---- Exercise inputs
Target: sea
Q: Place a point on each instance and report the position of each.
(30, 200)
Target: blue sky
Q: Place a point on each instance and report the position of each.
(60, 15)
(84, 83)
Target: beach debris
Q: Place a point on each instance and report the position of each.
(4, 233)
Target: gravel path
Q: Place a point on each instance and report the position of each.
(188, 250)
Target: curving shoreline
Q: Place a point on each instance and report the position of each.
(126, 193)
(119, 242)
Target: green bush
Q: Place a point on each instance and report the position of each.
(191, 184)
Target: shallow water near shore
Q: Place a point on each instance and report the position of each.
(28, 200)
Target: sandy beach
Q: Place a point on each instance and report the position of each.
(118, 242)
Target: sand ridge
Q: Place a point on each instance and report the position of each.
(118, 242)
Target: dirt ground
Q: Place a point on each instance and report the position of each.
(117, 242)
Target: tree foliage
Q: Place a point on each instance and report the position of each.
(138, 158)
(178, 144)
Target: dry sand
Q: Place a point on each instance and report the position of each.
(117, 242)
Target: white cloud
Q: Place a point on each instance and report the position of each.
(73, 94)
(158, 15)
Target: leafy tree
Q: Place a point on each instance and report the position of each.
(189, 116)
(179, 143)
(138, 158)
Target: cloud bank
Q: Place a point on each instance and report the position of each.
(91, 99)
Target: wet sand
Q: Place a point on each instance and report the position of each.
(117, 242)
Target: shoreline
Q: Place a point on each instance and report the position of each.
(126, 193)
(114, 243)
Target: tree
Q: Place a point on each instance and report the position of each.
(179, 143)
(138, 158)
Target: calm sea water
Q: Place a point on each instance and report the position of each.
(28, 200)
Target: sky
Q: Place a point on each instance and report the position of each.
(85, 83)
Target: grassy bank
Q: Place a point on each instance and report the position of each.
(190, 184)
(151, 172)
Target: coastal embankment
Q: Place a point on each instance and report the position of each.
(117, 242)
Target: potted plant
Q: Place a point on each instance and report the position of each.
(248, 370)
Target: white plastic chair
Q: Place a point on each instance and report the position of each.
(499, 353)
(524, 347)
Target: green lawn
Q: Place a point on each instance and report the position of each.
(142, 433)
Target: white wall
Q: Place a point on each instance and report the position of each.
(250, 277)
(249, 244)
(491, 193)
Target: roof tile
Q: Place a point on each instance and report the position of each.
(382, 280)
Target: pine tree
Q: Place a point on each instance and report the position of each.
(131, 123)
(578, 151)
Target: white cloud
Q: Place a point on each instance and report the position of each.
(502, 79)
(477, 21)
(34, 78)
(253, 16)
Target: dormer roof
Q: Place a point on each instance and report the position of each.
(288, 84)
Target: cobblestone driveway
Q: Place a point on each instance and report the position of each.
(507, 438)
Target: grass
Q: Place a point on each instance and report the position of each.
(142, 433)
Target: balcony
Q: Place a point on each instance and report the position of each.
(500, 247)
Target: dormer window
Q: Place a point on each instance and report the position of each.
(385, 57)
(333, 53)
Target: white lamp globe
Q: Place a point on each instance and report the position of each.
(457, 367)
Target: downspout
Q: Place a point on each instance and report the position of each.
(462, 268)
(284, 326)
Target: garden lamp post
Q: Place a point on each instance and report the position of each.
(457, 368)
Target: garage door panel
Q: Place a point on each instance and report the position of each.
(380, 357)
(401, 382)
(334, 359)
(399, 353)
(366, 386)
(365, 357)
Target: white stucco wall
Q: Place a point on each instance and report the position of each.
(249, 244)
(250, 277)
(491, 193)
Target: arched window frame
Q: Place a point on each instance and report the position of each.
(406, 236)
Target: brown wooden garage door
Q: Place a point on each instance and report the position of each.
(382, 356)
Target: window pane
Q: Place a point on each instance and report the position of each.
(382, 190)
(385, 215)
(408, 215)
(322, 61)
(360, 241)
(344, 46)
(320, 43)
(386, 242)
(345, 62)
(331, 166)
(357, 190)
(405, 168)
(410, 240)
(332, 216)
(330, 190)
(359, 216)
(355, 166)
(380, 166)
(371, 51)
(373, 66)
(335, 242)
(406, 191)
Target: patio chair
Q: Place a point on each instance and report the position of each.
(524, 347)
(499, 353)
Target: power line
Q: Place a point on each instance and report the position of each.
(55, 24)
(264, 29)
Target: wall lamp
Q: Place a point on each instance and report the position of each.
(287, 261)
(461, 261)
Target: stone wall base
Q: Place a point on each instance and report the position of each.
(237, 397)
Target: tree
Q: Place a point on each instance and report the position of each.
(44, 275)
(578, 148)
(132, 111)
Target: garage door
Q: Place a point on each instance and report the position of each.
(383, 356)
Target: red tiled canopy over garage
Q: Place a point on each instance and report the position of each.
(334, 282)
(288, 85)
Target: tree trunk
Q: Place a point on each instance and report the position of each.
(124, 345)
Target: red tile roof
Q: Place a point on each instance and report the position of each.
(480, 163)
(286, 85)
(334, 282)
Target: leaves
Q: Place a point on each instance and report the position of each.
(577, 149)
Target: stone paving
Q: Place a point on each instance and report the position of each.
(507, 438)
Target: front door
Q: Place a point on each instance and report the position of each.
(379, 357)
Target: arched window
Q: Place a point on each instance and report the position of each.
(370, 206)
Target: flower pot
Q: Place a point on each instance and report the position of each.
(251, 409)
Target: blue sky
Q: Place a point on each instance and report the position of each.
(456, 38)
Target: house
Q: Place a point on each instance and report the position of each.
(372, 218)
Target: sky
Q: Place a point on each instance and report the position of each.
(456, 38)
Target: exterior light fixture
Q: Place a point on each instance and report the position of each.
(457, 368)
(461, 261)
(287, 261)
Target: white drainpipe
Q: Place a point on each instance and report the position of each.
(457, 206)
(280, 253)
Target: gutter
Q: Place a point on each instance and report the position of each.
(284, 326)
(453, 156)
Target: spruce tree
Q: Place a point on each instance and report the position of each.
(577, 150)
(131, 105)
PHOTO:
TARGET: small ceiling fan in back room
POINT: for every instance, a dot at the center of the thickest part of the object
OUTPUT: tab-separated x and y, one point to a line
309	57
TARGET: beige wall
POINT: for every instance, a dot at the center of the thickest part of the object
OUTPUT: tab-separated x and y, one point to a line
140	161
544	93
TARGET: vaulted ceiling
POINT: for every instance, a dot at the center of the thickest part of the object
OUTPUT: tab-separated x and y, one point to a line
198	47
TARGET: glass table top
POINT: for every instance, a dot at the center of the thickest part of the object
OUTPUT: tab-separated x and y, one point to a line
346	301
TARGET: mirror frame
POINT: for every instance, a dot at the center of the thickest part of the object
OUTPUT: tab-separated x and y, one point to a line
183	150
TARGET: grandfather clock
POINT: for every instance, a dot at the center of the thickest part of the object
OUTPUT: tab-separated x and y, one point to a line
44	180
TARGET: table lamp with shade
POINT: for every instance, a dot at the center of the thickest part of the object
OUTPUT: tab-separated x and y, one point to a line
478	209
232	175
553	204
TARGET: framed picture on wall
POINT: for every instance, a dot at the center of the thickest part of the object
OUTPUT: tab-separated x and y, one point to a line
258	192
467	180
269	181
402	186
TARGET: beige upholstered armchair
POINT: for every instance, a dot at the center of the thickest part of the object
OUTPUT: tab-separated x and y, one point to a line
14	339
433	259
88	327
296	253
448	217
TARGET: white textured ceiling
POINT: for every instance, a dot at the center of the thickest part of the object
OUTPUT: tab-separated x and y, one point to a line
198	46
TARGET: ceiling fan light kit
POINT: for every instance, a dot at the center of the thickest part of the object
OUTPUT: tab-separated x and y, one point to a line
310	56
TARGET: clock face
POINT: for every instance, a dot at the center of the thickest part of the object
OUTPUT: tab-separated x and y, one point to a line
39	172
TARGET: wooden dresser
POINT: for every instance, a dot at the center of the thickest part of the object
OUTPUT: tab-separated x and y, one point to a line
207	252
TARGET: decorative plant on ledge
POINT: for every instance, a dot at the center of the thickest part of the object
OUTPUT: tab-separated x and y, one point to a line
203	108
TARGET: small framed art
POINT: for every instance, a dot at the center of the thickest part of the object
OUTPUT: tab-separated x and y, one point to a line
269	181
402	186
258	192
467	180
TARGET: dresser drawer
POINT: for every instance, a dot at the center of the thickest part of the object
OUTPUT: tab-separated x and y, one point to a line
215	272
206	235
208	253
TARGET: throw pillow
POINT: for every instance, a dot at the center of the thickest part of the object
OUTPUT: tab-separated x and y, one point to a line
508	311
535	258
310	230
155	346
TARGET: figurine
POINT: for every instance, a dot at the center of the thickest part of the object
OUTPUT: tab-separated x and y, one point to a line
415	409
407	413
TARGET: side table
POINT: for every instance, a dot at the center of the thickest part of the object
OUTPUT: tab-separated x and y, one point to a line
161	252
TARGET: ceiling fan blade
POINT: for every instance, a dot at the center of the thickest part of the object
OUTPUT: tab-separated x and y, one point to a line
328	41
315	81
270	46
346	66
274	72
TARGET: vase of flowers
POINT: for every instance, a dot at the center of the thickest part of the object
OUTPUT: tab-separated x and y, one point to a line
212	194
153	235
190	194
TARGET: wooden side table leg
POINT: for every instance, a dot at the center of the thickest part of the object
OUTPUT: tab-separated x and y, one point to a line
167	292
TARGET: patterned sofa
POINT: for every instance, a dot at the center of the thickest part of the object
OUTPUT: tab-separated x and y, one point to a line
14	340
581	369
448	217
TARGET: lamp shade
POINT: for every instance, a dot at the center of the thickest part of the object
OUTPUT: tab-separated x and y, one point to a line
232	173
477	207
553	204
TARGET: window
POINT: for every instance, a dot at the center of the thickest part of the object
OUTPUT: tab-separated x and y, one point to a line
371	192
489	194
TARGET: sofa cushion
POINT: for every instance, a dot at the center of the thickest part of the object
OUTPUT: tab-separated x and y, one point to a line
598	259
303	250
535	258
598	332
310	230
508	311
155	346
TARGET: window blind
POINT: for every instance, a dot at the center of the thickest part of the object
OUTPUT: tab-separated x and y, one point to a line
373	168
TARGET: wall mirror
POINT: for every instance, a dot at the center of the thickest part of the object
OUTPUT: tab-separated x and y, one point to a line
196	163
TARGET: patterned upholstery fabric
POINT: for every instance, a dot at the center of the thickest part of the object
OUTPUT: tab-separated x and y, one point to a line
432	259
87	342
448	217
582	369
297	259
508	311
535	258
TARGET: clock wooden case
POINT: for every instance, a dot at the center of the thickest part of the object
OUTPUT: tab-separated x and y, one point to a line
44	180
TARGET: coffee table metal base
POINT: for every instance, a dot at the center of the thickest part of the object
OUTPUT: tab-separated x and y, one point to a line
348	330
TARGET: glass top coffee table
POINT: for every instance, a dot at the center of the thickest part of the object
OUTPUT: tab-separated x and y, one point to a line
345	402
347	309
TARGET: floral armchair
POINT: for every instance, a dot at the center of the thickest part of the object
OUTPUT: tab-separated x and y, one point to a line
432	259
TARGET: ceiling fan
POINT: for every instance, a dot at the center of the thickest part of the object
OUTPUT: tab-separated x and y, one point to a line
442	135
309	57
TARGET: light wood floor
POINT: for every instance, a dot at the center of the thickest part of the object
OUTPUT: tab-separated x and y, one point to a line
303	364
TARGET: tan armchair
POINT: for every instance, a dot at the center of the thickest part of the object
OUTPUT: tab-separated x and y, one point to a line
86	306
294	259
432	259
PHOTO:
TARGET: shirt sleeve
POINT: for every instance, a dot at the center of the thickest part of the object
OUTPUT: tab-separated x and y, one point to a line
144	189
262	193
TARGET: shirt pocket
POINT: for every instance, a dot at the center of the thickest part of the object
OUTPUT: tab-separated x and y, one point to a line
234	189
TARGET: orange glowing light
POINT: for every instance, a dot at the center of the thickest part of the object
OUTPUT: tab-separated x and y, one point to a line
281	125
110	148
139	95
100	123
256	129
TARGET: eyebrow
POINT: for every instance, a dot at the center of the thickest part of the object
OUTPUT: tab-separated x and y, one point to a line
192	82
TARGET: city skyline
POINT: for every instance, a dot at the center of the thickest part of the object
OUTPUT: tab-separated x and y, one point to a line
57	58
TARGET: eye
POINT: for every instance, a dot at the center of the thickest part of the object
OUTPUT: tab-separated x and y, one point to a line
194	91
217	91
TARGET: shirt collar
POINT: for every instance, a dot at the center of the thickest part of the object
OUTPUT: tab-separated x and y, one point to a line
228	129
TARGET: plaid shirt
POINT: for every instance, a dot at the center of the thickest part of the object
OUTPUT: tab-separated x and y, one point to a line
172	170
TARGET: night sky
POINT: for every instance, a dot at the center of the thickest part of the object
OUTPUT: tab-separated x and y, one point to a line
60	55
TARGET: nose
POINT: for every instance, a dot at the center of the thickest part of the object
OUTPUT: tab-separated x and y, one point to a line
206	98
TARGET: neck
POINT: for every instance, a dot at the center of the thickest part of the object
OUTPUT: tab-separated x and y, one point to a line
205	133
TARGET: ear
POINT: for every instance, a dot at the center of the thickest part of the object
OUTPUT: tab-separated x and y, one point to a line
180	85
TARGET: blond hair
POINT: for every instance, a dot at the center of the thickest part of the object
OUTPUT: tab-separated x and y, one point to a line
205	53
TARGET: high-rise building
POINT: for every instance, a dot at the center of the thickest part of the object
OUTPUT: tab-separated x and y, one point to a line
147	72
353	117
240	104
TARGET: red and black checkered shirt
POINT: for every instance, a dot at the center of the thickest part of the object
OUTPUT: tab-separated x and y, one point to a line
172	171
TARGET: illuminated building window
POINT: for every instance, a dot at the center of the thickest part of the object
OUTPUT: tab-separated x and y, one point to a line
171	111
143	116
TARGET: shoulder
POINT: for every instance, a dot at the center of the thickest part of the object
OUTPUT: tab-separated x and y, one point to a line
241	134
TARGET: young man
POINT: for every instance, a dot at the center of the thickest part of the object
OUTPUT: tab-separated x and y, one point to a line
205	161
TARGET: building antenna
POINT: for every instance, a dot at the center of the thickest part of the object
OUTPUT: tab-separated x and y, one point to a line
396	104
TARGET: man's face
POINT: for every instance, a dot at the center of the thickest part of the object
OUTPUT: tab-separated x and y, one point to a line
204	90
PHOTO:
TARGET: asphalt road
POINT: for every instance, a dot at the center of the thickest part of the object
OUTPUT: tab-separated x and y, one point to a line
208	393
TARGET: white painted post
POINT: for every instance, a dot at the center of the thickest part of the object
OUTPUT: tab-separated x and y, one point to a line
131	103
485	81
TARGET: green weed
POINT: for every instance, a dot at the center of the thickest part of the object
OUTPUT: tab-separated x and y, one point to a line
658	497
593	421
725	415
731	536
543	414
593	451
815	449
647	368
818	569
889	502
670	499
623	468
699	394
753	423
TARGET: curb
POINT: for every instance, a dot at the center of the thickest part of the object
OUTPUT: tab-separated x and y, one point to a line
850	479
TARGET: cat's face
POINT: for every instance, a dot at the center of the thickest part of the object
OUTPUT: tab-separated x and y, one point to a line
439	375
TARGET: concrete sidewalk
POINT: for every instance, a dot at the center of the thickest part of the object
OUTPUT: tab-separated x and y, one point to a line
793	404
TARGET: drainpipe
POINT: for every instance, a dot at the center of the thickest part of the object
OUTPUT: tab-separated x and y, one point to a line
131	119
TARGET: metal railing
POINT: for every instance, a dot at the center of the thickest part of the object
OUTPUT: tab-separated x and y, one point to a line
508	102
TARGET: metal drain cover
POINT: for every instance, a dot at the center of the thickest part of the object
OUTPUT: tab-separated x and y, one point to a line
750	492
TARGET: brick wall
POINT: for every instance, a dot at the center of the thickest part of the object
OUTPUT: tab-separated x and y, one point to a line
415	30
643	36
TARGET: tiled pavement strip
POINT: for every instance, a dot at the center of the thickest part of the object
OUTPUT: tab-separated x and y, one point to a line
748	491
--------
From the records above, copy each line where the word "garage" can be found.

Target: garage door panel
Target: brown wooden garage door
Target: garage door
Target: red tiled canopy over garage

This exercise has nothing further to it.